Aim 1
Please repeat the stretch of the soap hardness thread from "It could be" through "it was used." word for word.
Aim 2
Carry on the soap hardness thread from its last post onward.

Document segment
# Why are some soaps hard?



## snoozy (May 10, 2002)

I bought some goat'smilk soap and I have noticed that this particular soap is extremely longlasting. Unlike a lot of handmade soaps, which are soft and practically melt away, this one is -- even now when it is down to an absolute sliver-- hard and not brittle, not bendy or losing its "integrity", shall we say. 

What makes a soap hard or soft?


----------



## linn (Jul 19, 2005)

It may have contained a majority of hard oils. The maker may have also included sodium lactate or stearic acid. It was probably also well cured.


----------



## MullersLaneFarm (Jul 23, 2004)

It could be a couple of things. 

Various oils contribute to how hard and how long the soap will last. As does the amount of liquid used in the lye solution and just as important ... how long it had been since the time it was made and the time it was used.

In the past 14 years, I've seen the 'cure' time go from 8 weeks to 6, to 4, to 2 ... all justified by the soap maker for one reason or another.

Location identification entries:
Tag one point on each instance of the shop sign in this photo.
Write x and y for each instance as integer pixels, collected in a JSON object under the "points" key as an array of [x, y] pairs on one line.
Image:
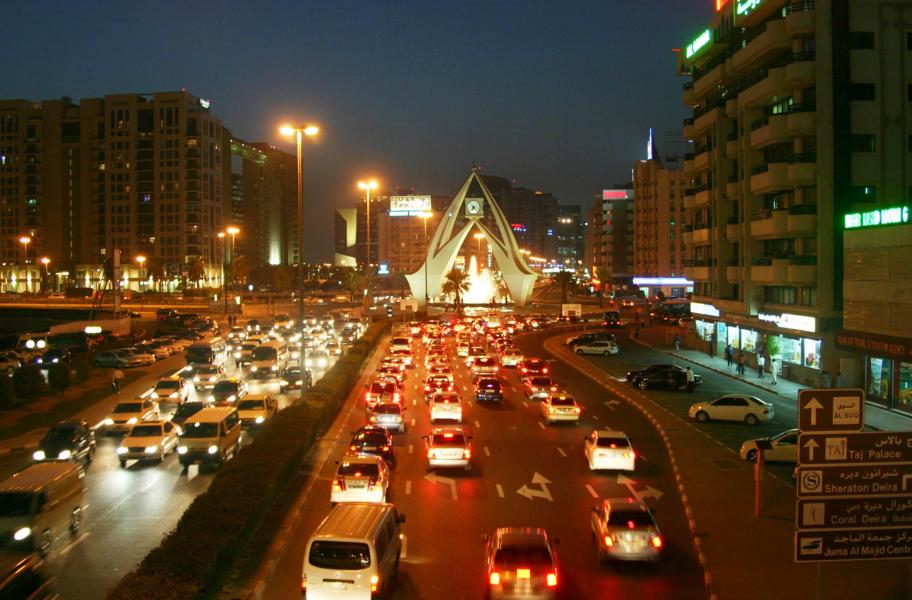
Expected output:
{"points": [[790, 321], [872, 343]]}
* * *
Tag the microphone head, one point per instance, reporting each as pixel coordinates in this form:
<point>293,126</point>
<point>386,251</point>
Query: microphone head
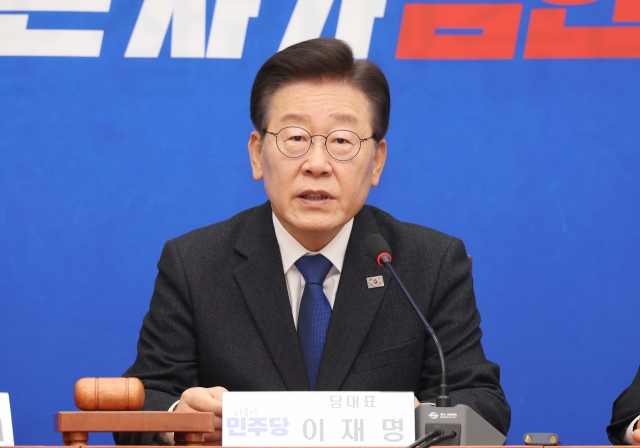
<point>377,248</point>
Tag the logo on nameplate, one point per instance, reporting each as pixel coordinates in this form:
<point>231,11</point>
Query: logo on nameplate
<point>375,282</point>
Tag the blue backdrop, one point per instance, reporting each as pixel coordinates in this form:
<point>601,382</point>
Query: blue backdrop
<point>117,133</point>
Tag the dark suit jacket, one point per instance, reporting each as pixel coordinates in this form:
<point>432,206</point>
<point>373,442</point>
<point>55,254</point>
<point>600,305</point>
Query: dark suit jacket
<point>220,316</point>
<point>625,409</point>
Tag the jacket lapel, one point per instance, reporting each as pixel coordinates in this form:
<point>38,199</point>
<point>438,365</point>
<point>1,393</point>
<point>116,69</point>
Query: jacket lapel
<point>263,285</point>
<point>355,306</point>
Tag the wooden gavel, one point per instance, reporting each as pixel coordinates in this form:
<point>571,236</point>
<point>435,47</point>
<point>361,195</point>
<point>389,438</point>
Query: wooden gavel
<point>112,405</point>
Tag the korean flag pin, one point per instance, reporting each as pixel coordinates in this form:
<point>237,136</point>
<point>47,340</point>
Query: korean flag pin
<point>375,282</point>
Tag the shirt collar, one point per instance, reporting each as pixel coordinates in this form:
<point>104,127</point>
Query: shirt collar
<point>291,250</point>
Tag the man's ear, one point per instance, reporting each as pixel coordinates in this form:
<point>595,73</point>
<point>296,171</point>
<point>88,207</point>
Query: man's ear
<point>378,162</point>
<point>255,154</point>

Written answer 1
It could be a couple of things. 

Various oils contribute to how hard and how long the soap will last. As does the amount of liquid used in the lye solution and just as important ... how long it had been since the time it was made and the time it was used.

Written answer 2
The 'cure' time DOES make a difference in how long your soap will last because excess liquid is evaporated out. I'm betting that this bar of soap also has a real nice lather to it. Just another bonus for long cure times.

Soaps using AO (animal oils) seem to last longer than an all vegetable oil soap ... unless the soap maker is using a hydrogenated vegetable oil.


----------



## snoozy (May 10, 2002)

Thanks. So the cure time -- will any soap become harder if you just store it?


----------



## Tinker (Apr 5, 2004)

Yes, all soap should get harder with age. However, the recipe you use is important too. An aged batch made with mostly solid oils will end up harder than a batch made with mostly liquid oils. There are exceptions, as a 100% oilve oil soap will be so hard in 24 hours it may be difficult to cut. But as a rule, it is a bit slimey, and dosen't usually last a long time.

So, in considering final hardness, oils, lye discount, water discount, and cure time are all factors. Oher additives such as fragrence & color can affect final outcome too.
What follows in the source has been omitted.